### REQUIRED ACTION
The data should be transcribed in its entirety, word for word.

### DATA PROVIDED
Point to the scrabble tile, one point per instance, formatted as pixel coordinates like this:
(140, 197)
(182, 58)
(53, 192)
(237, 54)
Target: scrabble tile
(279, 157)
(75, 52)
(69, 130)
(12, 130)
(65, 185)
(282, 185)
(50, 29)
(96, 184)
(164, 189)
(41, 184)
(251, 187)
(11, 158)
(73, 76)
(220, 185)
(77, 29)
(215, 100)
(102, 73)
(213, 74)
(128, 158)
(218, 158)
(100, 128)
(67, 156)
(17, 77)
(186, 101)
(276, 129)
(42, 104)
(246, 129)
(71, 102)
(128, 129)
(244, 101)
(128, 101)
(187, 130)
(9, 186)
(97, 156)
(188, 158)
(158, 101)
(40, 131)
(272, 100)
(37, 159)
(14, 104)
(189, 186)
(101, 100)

### EXERCISE RESULT
Point to the scrabble tile, one point per instance, formatted as pixel coordinates like this:
(140, 197)
(182, 58)
(53, 192)
(237, 54)
Target: scrabble tile
(279, 157)
(75, 52)
(69, 130)
(12, 130)
(65, 185)
(282, 185)
(50, 29)
(96, 184)
(164, 189)
(41, 184)
(251, 187)
(11, 158)
(73, 76)
(220, 185)
(77, 29)
(215, 100)
(102, 73)
(213, 74)
(128, 158)
(218, 158)
(100, 128)
(67, 156)
(17, 77)
(186, 101)
(276, 129)
(42, 104)
(246, 129)
(71, 102)
(128, 129)
(244, 101)
(128, 101)
(187, 130)
(9, 186)
(97, 156)
(188, 158)
(158, 101)
(40, 131)
(272, 100)
(37, 159)
(14, 104)
(189, 186)
(101, 100)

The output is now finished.